Source extract:
-----

Brexit: What and Why?

Introduction
The vote for Brexit is sometimes described as meaning that Britain is “Leaving Europe”. That description is nonsense. Britain is indissolubly part of Europe, through geography, history, language, and culture. What Britain voted to leave was the European Union, a body which contains some parts of Europe and which aspires to contain also some countries which geographers would not in general regard as in any way part of Europe.
In this paper we discuss some factors that may have influenced that vote. By this we most emphatically do not mean that we shall look into individuals’ motives. We shall follow Queen Elisabeth I, who soon after taking the throne of England (Scotland was not then part of the Union) published a new prayer book. She wanted all her subjects to use that prayer book, but she also wished to leave its interpretation to the individual. Her words were “I have no desire to make windows into men’s souls”. In our view all participants in Brexit discussions should follow that course. But it emphatically is sensible to consider why there was over time growing unhappiness about Britain’s membership of the EU, leading first to the referendum and then to that referendum’s result.
In certain senses there is an incompatibility between the British and the European outlooks. The British philosophical and legal roots and traditions are different from those in Continental Europe. The consequence of these different roots and traditions is that the British incline to openness, flexibility, and a focus on the individual, whereas in Europe the tendencies lean the other way, to less openness, to inflexibility, and to a greater focus on the state. These differences were not particularly problematic when Britain joined what it regarded as a trade-promoting Common Market. But they increasingly brought difficulties as matters of law, regulation, and trade were affected by the moves towards ever-greater European Union integration.
The different traditions have led to different economic models. The British leads to free trade and an embrace of globalisation and less regulation. The European model leads to a bigger state, more regulation, and greater protection.
In this short paper we consider four matters, all of them clearly part of Britain’s history, which made Britain a less than comfortable member of the European Union, as that body is at present constituted, and even more so if its present constitutional aims are confirmed. These four matters are law, regulation, trade, and attitudes to immigration. They are discussed in that order.

Law
The legal systems of Britain and Europe are fundamentally different. Note the word “systems”. We do not mean that individual laws are different. That the British drive on the left and most of Europe on the right is neither the result of nor an example of difference in legal structure. Britain has a form of law called Common Law; countries on the European mainland have Roman (sometimes called Civil) Law.
A simple, no doubt over-simple but nonetheless fundamentally accurate summing up of how these differ is as follows. In a common law system you can do anything you like so long as it is not forbidden. In a Roman law system you can do anything you like so long as it is allowed.
These differences embody the views about the individual set out above, and also lead to entirely different views of the role of the state. In the philosophy underlying common law the state’s function is to provide the setting for individuals to do as they wish to further their own interests, constrained only by prohibitions that prevent these actions from harming others. The state is an enabling state. Under the philosophy of Roman law, the state exercises choices for the citizen, and provides a menu of what is deemed desirable from which citizens can choose. The former can lead to a small state, while the latter in general cannot.

-----

Recorded information:
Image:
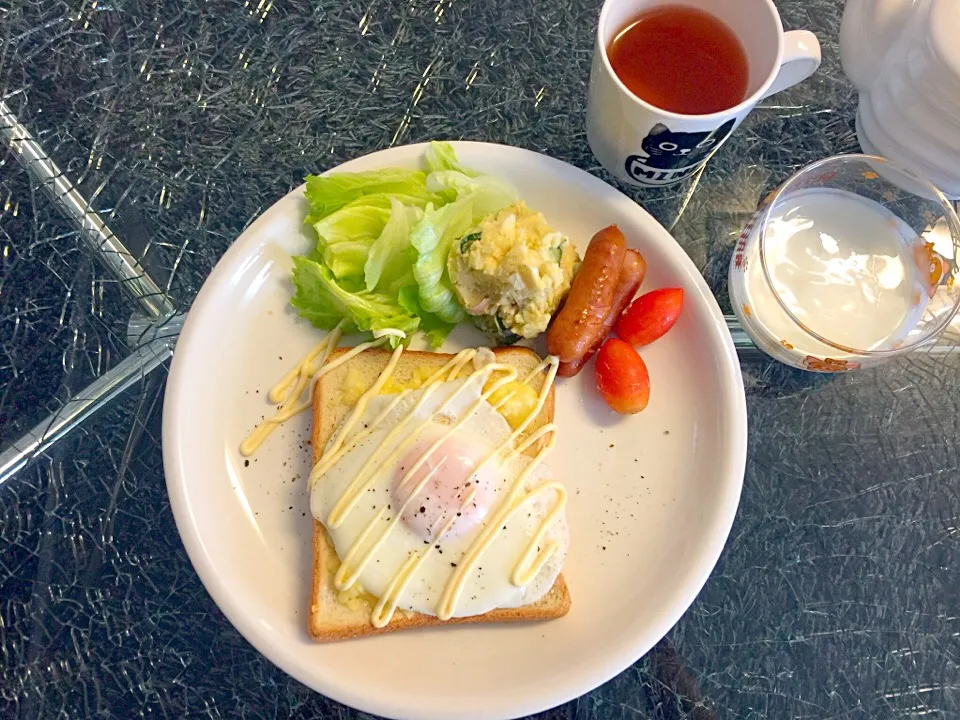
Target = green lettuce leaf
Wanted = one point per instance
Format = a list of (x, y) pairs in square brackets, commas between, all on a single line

-----

What to produce:
Carry the Brexit paper forward from its final sentence, in the same voice.

The result:
Roman Law, going back to Emperor Justinian and in its modern form to the Code Napoleon, works by applying unchanging general principles. Common Law seeks practical outcomes; indeed, judges may begin by finding a solution and then seek legal justification on which to base it. As Oliver Wendell Holmes the renowned American lawyer and longest ever serving member of the US Supreme Court (he served from 1902 to 1932) wrote, ‘the life of the Common Law has not been logic, it has been experience.’ This fundamental difference has had a gradual effect, until it became impossible to ignore it.

Regulation
For those inclined to favour market solutions in economics the guiding principle on regulation is competition where possible, regulation where necessary. Stress is put on the fact that regulation is a tax on activity. It reduces total output. On the other hand for those who believe market failure to be widespread there is a bigger role for the state – more regulation is required. (For many of them government failure seems not to exist.) And it follows from our brief outline of the difference in legal structures that under the European model regulation is ever-more extensive and detailed. Worse still from a practical point of view is that the large bureaucracies required to detail the regulations precisely – as the Roman Law basis requires – spawn further regulation, and so on.
For the Common Law model regulation is viewed as a burden that at minimum requires careful monitoring with a view to reducing wherever possible.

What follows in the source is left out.